> _GIVEN REQUEST_: Echo the lines of the records below word for word, beginning with the line that contains "boat in the" and continuing through the line that contains "[149,0,184,18]", both included. Omit the pictures from your answer.

Records for bounding box labeling

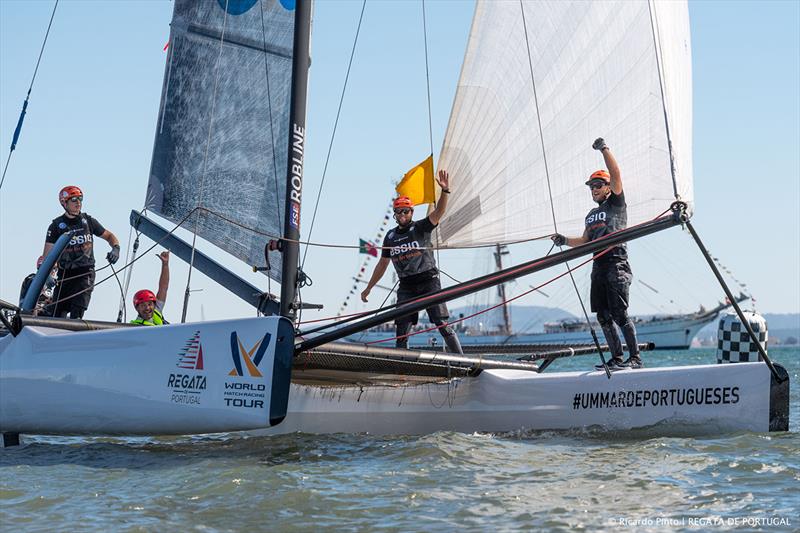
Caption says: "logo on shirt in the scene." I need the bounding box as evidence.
[167,331,206,405]
[586,211,606,226]
[228,331,272,378]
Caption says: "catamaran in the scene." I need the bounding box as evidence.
[0,0,789,444]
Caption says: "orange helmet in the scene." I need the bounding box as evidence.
[586,169,611,185]
[133,289,156,307]
[392,196,414,209]
[58,185,83,206]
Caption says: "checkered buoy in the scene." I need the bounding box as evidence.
[717,311,767,363]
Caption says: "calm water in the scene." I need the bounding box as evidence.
[0,348,800,531]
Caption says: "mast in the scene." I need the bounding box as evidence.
[494,243,511,335]
[280,0,311,322]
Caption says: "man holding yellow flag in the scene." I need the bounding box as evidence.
[361,167,463,353]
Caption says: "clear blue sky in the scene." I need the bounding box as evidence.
[0,0,800,320]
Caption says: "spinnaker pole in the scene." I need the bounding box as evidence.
[280,0,312,322]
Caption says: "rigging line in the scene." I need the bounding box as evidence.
[112,211,141,322]
[356,279,400,342]
[439,268,461,283]
[422,0,433,157]
[422,0,442,274]
[296,208,671,336]
[181,0,229,324]
[647,0,681,200]
[46,207,198,305]
[258,2,283,229]
[300,0,367,270]
[199,206,553,250]
[364,241,614,344]
[519,0,611,379]
[109,263,130,322]
[0,0,58,190]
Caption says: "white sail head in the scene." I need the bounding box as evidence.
[439,0,692,247]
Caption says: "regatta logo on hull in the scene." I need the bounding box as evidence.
[167,331,206,405]
[177,331,203,370]
[222,331,272,409]
[217,0,258,15]
[228,331,272,378]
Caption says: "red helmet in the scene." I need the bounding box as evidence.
[133,289,156,307]
[586,169,611,185]
[392,196,414,209]
[58,185,83,206]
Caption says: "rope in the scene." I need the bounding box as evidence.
[647,2,681,200]
[422,0,442,274]
[364,246,614,345]
[194,206,553,250]
[0,0,58,190]
[300,0,367,270]
[366,209,670,344]
[181,0,228,324]
[258,2,283,230]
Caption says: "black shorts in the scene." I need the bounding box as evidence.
[591,261,633,316]
[395,276,450,324]
[53,269,94,318]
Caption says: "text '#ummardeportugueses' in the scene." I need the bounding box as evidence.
[572,387,739,409]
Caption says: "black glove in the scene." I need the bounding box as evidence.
[592,137,608,152]
[106,244,119,265]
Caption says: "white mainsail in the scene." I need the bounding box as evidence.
[146,0,294,281]
[439,0,693,247]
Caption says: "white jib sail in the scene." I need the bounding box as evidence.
[439,0,693,247]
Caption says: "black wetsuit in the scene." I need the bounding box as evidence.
[381,217,462,353]
[45,213,106,318]
[585,191,639,361]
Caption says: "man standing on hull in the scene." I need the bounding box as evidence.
[42,185,119,318]
[361,170,463,353]
[553,138,644,370]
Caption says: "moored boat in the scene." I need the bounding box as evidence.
[0,0,788,443]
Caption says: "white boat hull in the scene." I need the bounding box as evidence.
[347,315,716,350]
[254,363,788,435]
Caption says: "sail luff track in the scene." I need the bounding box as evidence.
[295,209,684,352]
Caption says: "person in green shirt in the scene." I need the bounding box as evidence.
[131,251,169,326]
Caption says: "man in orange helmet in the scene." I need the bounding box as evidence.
[361,170,463,353]
[131,252,169,326]
[552,138,644,370]
[42,185,119,318]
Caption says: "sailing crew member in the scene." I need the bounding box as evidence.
[131,251,169,326]
[19,255,58,316]
[361,170,463,353]
[42,185,119,318]
[552,138,644,370]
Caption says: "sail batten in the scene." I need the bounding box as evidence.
[146,0,294,281]
[438,0,692,247]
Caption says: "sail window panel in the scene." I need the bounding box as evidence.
[439,1,691,246]
[147,0,294,281]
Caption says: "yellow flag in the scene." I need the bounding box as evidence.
[395,155,436,205]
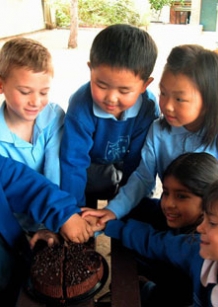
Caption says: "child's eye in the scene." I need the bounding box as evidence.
[20,91,30,95]
[177,194,188,199]
[120,90,130,95]
[208,221,218,227]
[161,190,169,197]
[176,97,185,102]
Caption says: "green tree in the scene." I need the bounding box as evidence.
[149,0,184,18]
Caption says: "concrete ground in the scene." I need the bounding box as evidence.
[0,24,218,304]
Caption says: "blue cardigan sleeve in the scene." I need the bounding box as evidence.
[105,219,203,275]
[0,156,81,241]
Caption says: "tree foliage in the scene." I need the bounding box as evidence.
[149,0,184,12]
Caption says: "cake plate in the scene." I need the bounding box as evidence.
[24,255,109,307]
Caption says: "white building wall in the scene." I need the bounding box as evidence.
[0,0,45,39]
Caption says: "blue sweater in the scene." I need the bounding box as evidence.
[60,82,159,206]
[0,156,80,247]
[107,119,218,219]
[105,220,217,307]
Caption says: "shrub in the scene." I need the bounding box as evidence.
[50,0,140,27]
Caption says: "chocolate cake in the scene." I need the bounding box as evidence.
[30,243,103,299]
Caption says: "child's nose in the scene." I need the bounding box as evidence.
[29,94,41,107]
[164,196,175,208]
[106,91,118,103]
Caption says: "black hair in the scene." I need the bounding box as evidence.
[203,180,218,215]
[90,24,157,81]
[161,44,218,147]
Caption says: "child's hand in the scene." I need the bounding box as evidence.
[29,229,60,249]
[84,215,105,232]
[81,207,116,227]
[60,214,94,243]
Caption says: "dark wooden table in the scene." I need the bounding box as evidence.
[16,239,141,307]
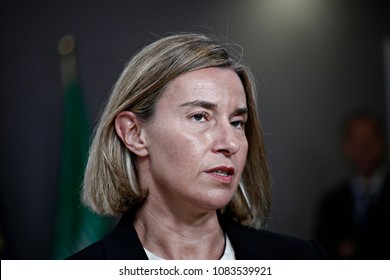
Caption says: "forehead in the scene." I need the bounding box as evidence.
[161,67,246,107]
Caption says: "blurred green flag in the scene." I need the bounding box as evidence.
[54,36,111,259]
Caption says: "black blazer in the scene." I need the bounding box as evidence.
[68,213,327,260]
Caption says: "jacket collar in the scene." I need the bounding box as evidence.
[102,211,278,260]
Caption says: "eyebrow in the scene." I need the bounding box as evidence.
[179,100,248,116]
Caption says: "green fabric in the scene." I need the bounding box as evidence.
[54,82,111,259]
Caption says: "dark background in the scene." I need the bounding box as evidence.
[0,0,390,259]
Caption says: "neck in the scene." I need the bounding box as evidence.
[134,199,225,259]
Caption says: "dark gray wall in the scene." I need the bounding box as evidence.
[0,0,389,259]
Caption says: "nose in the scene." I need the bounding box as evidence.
[213,123,240,157]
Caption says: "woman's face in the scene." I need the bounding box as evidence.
[141,68,248,213]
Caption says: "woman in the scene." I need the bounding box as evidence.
[71,34,323,259]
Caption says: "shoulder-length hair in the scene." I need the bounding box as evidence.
[82,33,271,228]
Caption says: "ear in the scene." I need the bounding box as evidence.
[115,111,149,157]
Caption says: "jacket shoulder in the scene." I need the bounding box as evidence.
[223,219,328,260]
[66,241,106,260]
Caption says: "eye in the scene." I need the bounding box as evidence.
[191,112,208,122]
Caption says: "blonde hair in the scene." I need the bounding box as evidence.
[82,33,271,228]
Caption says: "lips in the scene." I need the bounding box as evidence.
[206,166,235,184]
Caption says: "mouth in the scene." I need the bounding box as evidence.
[207,166,235,176]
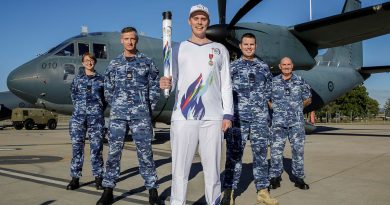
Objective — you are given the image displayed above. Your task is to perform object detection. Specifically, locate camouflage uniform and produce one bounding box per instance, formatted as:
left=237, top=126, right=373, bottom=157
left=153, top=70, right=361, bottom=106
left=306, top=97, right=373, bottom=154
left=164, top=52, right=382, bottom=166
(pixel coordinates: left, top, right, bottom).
left=69, top=73, right=106, bottom=178
left=102, top=52, right=160, bottom=189
left=223, top=58, right=272, bottom=190
left=270, top=74, right=311, bottom=179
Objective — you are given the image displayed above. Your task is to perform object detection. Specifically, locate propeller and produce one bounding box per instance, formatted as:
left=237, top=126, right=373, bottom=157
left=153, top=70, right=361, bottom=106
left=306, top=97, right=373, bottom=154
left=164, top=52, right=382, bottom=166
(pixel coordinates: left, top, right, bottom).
left=206, top=0, right=262, bottom=49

> _THE RESULT_:
Caption says: "moored boat in the scene." I need the bounding box as evidence.
[0,0,788,443]
Caption says: "white boat hull in the scene." I need the bounding box as evidence.
[347,315,716,350]
[254,363,788,435]
Caption says: "sail luff track in the scene." I need the bounding box as evidence.
[295,209,684,352]
Caption says: "person in green shirt in the scene." I need the bounding box as evidence.
[131,251,169,326]
Caption says: "man in orange helmet in the scene." I need the bounding box as evidence.
[361,170,463,353]
[131,252,169,326]
[552,138,644,370]
[42,185,119,318]
Caption says: "sailing crew member in the scene." I need the bounding box as evidence.
[131,251,169,326]
[19,255,58,316]
[361,170,463,353]
[42,185,119,318]
[552,138,644,370]
Caption says: "sail batten in the scene." I need the bounding box as evidence.
[146,0,294,281]
[438,0,692,247]
Caption says: "sail window panel in the scene." I need the bounding box as evidence.
[439,1,691,246]
[147,0,294,281]
Caption says: "yellow flag in the scene." I need the bounding box as evidence.
[395,155,436,205]
Caption says: "child's eye in the scene." I need the bounding box as evidence.
[20,91,30,95]
[177,194,188,199]
[120,90,130,95]
[208,221,218,227]
[161,190,169,197]
[176,97,185,102]
Caption says: "green tree in the scene." I need the bounding box as evidence.
[149,0,184,18]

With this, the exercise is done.